WHAT YOU SHOULD DO — Please quote the stretch of rows below word for word, from the line containing "Query: cat's nose" through the end of the rows.

DATA FOR PROCESSING —
-*-*-

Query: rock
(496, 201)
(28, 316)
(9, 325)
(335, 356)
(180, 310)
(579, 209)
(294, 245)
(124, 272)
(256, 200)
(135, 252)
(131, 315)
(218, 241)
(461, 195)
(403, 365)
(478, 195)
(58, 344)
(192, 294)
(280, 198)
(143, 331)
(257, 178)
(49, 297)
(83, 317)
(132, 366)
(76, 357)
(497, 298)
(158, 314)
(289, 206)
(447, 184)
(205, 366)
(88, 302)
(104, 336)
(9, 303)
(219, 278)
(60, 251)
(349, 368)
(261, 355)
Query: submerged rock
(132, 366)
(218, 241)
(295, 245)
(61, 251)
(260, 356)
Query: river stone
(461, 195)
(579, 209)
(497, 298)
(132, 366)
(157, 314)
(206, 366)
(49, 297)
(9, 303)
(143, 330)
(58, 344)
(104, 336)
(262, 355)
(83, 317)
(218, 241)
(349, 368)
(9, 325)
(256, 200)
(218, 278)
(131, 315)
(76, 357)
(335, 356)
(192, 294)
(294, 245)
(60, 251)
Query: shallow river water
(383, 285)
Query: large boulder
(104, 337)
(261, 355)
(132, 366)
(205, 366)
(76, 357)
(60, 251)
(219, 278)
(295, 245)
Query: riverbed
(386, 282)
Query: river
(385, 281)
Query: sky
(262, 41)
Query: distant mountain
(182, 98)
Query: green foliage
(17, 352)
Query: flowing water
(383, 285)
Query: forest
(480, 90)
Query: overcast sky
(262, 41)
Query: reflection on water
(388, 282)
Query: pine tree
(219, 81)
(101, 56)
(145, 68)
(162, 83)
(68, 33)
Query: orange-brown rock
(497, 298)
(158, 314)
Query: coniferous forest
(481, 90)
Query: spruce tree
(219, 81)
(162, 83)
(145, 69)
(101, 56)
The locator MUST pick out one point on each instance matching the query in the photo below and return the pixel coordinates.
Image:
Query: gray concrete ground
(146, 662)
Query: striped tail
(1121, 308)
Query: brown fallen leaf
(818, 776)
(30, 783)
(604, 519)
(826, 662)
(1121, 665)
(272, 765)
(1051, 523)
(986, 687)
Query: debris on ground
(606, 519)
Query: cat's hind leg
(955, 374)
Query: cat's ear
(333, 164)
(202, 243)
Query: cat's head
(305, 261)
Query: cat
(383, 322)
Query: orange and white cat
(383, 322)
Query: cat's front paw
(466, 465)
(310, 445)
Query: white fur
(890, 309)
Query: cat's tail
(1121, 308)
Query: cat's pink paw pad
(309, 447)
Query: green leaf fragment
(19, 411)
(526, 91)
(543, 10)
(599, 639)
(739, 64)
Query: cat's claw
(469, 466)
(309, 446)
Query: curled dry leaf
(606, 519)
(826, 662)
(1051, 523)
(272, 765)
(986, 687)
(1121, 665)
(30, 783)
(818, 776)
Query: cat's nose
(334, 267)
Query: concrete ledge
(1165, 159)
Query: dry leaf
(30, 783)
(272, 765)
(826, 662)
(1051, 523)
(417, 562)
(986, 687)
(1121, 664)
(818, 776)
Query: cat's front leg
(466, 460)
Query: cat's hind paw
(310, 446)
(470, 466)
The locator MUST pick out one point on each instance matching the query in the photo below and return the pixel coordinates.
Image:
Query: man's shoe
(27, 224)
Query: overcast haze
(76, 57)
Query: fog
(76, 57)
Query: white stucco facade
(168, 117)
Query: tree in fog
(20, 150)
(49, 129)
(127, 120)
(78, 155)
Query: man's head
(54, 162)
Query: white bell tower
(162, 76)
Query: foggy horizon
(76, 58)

-*-*-

TASK OUTPUT —
Query: cat's nose
(334, 267)
Query: concrete ledge
(1165, 159)
Query: dry leaf
(30, 783)
(272, 765)
(826, 662)
(1051, 523)
(417, 562)
(986, 687)
(1121, 664)
(818, 776)
Query: cat's front leg
(466, 460)
Query: cat's hind paw
(310, 446)
(470, 466)
The locator MUST pick out one point on each instance matching the query in the photo below and return the pixel coordinates.
Image:
Query: man's shoe
(27, 224)
Query: overcast haze
(76, 57)
Query: fog
(76, 57)
Query: white stucco facade
(168, 117)
Query: tree in fog
(20, 150)
(49, 129)
(127, 120)
(78, 155)
Query: man's head
(54, 162)
Query: white bell tower
(162, 76)
Query: foggy horizon
(76, 58)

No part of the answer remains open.